## Work to be completed
Write out every item below word for word, leaving out the pictures.

── Stored records

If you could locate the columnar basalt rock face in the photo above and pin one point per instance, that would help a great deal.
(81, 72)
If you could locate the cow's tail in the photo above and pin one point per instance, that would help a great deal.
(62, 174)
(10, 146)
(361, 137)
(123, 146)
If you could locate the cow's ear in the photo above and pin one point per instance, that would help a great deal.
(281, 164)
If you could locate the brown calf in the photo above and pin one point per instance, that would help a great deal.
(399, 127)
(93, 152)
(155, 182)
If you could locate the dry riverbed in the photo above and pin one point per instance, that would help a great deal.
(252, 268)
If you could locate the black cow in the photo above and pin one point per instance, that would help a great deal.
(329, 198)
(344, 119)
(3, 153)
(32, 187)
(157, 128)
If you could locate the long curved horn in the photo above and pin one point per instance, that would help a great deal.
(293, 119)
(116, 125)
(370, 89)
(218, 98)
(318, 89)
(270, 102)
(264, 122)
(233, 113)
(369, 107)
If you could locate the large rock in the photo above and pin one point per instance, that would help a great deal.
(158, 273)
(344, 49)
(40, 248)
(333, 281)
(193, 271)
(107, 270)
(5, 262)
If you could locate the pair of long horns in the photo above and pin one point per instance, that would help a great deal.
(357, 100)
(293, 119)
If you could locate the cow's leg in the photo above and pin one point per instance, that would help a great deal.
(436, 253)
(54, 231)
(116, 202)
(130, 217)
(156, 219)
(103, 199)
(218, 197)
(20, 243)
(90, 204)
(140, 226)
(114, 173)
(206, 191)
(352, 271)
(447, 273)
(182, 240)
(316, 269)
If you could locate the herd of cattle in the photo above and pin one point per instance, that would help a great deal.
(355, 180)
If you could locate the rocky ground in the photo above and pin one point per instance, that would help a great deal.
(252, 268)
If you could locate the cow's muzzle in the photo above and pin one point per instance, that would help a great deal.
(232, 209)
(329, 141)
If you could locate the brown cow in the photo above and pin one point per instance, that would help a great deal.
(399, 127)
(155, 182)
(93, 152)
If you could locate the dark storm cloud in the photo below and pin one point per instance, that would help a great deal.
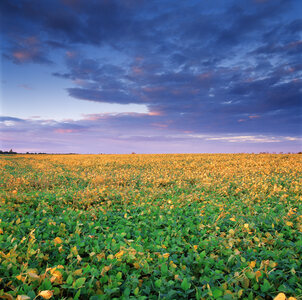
(198, 66)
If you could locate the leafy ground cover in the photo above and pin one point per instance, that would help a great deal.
(151, 227)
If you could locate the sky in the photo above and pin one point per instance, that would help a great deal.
(151, 76)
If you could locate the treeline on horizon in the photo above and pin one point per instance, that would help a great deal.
(36, 153)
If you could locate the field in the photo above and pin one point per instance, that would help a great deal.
(151, 226)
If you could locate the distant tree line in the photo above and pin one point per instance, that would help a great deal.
(8, 152)
(14, 152)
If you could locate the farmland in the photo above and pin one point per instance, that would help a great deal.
(183, 226)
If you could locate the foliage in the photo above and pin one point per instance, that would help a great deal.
(150, 227)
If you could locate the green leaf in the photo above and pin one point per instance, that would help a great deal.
(185, 285)
(217, 293)
(164, 269)
(79, 282)
(250, 275)
(158, 283)
(69, 280)
(265, 286)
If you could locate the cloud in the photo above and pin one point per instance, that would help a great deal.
(201, 67)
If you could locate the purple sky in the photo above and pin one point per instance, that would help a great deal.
(151, 76)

────

## Final result
If you could locate the columnar basalt rock face in the photo above and pin one point per instance, that would help a great deal.
(81, 72)
If you could locate the cow's tail in the photo above and pin one point per instance, that would help a great deal.
(62, 174)
(10, 146)
(361, 137)
(123, 146)
If you could locate the cow's ear in the photo above and pin one point per instance, that would help a great deal.
(281, 164)
If you could locate the brown calf in the photo above and pin one point per instance, that would help a great deal.
(399, 127)
(93, 152)
(155, 182)
If you could locate the dry riverbed in the photo above and pin one point per instance, that would help a great deal.
(252, 268)
If you could locate the black cow in the photo above and pin one point per instance, that would help a great deal.
(329, 198)
(344, 119)
(3, 153)
(32, 187)
(157, 128)
If you could locate the long curved horn in the photo above and pin one point per instance, that would help a great deal.
(293, 119)
(116, 125)
(370, 89)
(218, 98)
(318, 89)
(270, 102)
(264, 122)
(233, 113)
(369, 107)
If you could locate the large rock in the photo above and pin one point per instance, that would help a great deal.
(158, 273)
(344, 49)
(40, 248)
(333, 281)
(193, 271)
(107, 270)
(5, 262)
If you could locate the pair of long horns in the photo above and pin one point per instance, that would help a great deal.
(357, 100)
(293, 119)
If you could locate the cow's leg in the photo above and pin one point per instance, that would help a great deal.
(436, 253)
(54, 231)
(116, 202)
(130, 217)
(156, 219)
(103, 199)
(218, 197)
(20, 243)
(90, 204)
(140, 226)
(114, 173)
(206, 191)
(352, 271)
(447, 273)
(182, 240)
(316, 269)
If you could locate the herd of cattle in the photo above and pin one point per instance, that would help a great deal.
(355, 180)
If you could locate the rocky ground in the photo above and pin one point per instance, that would help a great deal.
(252, 268)
If you could locate the cow's muzzle in the photo above and pin one point per instance, that would help a great deal.
(232, 209)
(329, 141)
If you could locate the brown cow in the photo above and pin one point per instance, that would help a great deal.
(399, 127)
(155, 182)
(93, 152)
If you could locate the dark storm cloud in the photo below and pin one point per instance, that would help a great deal.
(198, 66)
If you could locate the leafy ground cover in the photo above and pin one point per instance, that would help a great deal.
(151, 227)
If you could locate the sky in the photo above and pin one point per instance, that would help a great deal.
(151, 76)
If you could locate the treeline on horizon in the photo above and pin one point per instance, that would help a great deal.
(36, 153)
If you could locate the field in the photo above and pin one point per instance, that would help a great deal.
(151, 226)
If you could locate the distant tree line in the photo above and pin one point per instance, that would help a great deal.
(8, 152)
(14, 152)
If you could locate the farmland in the photo above and pin one point per instance, that would help a great deal.
(183, 226)
If you could locate the foliage in the photo above and pin one point per instance, that would help a great deal.
(150, 227)
If you could locate the green leaf in the photo above and pin one point per instance, that would help a great deal.
(185, 285)
(217, 293)
(164, 269)
(79, 282)
(250, 275)
(158, 283)
(69, 280)
(265, 286)
If you could locate the cloud in the photo above and pin one point per instance, that would help a great deal.
(201, 67)
If you could locate the purple sky in the photo above and pin one point per instance, that would help a great deal.
(151, 76)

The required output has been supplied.